Task brief: Write out the lines of the material below without any change, beginning at the line that contains "226L387 225L388 222L382" and stopping after the line that contains "positive clicks: (243, 242)".

*** Provided information Section Begins ***

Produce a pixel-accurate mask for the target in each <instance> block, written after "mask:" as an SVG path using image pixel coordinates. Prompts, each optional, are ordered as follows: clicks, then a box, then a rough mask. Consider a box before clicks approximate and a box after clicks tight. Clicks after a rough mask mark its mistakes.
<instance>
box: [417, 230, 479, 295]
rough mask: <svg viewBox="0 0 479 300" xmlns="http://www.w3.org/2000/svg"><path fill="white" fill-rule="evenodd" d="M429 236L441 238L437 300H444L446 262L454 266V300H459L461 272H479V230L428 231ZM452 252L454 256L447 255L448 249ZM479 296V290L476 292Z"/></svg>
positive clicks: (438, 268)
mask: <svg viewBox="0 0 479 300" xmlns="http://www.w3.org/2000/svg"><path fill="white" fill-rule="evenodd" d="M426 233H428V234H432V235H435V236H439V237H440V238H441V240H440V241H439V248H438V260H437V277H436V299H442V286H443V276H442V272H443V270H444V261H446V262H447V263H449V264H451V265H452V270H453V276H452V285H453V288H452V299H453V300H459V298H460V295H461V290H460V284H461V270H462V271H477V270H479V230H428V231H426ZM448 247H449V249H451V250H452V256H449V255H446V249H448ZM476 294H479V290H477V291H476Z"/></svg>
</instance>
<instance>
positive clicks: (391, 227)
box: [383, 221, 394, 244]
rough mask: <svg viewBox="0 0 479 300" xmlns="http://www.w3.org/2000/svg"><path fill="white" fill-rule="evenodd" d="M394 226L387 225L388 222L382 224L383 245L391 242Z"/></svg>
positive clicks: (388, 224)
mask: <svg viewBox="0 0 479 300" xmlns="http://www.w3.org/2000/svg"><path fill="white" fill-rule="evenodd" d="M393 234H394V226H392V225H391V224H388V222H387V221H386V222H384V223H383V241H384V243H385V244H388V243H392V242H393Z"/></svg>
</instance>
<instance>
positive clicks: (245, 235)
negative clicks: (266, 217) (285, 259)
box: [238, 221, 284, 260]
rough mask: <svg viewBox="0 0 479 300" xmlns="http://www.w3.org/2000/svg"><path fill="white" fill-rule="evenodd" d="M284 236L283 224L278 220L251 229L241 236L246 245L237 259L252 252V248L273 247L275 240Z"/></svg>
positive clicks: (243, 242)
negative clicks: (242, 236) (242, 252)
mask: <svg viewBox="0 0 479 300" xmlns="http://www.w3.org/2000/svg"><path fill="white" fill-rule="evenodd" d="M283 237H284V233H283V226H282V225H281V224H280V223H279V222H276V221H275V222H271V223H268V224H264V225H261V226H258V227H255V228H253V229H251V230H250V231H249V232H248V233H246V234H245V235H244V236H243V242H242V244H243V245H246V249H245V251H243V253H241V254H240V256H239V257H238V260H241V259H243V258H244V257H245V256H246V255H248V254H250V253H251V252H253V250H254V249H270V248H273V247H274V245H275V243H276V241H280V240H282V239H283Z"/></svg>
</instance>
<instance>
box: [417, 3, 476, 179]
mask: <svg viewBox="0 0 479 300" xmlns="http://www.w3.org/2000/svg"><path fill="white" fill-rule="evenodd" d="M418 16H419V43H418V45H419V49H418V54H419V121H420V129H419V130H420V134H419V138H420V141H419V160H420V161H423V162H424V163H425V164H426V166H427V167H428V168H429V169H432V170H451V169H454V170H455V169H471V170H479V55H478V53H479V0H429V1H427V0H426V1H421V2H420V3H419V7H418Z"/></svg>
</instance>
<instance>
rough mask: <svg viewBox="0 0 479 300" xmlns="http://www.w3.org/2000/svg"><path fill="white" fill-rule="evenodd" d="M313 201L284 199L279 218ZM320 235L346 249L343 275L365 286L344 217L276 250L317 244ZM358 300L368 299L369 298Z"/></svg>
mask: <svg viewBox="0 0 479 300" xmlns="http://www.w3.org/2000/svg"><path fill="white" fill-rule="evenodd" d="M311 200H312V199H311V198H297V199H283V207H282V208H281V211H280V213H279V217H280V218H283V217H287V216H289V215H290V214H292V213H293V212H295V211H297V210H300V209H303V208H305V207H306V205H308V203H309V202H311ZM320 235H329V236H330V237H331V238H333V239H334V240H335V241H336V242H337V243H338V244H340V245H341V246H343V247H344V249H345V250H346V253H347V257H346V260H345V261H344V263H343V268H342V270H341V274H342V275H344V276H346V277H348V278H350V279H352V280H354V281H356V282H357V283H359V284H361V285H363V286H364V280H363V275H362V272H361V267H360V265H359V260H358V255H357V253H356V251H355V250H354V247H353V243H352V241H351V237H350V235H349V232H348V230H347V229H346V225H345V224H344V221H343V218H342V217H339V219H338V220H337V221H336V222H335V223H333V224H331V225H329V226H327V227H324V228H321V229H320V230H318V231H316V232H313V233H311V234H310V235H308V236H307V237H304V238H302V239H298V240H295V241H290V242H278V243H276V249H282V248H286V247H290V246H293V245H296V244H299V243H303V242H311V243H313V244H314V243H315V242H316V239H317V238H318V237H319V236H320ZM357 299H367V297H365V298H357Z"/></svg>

*** Provided information Section Ends ***

Written response:
rough mask: <svg viewBox="0 0 479 300" xmlns="http://www.w3.org/2000/svg"><path fill="white" fill-rule="evenodd" d="M394 226L387 225L388 222L382 224L383 245L391 242Z"/></svg>
positive clicks: (388, 224)
mask: <svg viewBox="0 0 479 300" xmlns="http://www.w3.org/2000/svg"><path fill="white" fill-rule="evenodd" d="M393 234H394V226H392V225H391V224H388V222H387V221H386V222H384V223H383V241H384V243H385V244H388V243H392V242H393Z"/></svg>
</instance>
<instance>
positive clicks: (245, 235)
negative clicks: (266, 217) (285, 259)
box: [238, 221, 284, 260]
rough mask: <svg viewBox="0 0 479 300" xmlns="http://www.w3.org/2000/svg"><path fill="white" fill-rule="evenodd" d="M284 236L283 224L278 220L251 229L241 236L246 245L237 259L252 252V248L273 247L275 240Z"/></svg>
positive clicks: (243, 242)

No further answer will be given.